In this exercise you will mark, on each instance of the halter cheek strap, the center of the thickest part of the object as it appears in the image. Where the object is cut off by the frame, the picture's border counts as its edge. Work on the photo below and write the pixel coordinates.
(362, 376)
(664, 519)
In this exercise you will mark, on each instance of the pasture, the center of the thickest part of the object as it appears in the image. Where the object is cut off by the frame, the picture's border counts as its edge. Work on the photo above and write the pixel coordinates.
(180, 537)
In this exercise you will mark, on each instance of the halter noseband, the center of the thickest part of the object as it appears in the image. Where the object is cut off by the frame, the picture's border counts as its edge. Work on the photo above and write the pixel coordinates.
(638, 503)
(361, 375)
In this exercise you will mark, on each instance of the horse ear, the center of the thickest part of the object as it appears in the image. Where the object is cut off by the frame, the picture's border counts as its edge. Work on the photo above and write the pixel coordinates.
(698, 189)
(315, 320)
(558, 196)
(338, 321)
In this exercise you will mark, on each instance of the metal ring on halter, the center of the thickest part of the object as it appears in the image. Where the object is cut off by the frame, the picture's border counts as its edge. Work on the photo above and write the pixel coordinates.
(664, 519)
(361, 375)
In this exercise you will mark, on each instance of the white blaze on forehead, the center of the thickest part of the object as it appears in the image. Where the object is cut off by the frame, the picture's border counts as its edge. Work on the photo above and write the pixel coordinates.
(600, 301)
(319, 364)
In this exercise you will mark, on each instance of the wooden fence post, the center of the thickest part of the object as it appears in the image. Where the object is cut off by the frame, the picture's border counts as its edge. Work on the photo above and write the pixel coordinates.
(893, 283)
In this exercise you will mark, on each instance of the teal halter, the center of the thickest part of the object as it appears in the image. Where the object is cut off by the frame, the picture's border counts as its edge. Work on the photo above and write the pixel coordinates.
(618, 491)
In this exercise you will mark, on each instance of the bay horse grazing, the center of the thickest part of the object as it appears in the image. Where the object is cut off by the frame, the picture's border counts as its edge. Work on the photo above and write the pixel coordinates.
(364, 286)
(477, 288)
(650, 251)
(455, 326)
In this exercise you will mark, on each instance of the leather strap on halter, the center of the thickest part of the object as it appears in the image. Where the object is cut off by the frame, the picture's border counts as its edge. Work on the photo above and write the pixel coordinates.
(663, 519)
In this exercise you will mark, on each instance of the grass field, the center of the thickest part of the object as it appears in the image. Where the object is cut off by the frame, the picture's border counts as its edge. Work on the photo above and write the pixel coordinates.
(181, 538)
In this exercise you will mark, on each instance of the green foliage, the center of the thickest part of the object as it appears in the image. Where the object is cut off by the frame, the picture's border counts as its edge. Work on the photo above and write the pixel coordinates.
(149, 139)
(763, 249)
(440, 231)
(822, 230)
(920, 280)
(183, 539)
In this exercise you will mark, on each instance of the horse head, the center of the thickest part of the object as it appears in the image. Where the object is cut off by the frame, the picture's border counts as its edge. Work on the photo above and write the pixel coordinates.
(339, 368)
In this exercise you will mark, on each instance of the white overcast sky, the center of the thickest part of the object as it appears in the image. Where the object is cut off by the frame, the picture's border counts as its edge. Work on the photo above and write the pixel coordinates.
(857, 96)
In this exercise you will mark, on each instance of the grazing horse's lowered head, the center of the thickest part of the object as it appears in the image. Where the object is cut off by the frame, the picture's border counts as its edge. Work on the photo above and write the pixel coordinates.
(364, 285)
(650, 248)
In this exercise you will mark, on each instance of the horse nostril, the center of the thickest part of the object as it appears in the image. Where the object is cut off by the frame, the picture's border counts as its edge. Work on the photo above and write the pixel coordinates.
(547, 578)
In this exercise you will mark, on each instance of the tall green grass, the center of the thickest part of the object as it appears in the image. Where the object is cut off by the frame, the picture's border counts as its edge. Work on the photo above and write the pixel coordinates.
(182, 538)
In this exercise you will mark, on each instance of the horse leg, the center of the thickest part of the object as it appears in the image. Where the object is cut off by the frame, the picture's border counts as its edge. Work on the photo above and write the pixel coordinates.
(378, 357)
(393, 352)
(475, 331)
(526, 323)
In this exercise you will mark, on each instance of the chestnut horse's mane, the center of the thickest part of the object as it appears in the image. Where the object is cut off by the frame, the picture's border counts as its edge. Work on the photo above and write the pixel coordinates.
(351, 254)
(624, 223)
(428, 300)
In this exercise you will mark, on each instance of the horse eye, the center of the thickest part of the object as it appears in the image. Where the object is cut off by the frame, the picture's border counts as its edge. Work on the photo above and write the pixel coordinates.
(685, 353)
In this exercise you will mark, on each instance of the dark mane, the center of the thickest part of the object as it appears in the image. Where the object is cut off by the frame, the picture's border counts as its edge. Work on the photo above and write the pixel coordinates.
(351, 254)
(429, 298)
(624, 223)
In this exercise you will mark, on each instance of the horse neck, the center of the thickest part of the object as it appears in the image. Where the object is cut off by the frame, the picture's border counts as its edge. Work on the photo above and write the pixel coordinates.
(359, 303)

::::

*EXERCISE*
Everything from the line containing "horse neck, the" through the last line above should be copied exactly, please, with nothing added.

*RESPONSE FOR THIS EXERCISE*
In this exercise you will mark, on each instance of the horse neck, the center of the thickest part of the object as it appears in the image. Where the object is cut off by the frame, the picture's border counts as its edge. Work on the photo above and write the pixel coordinates.
(359, 303)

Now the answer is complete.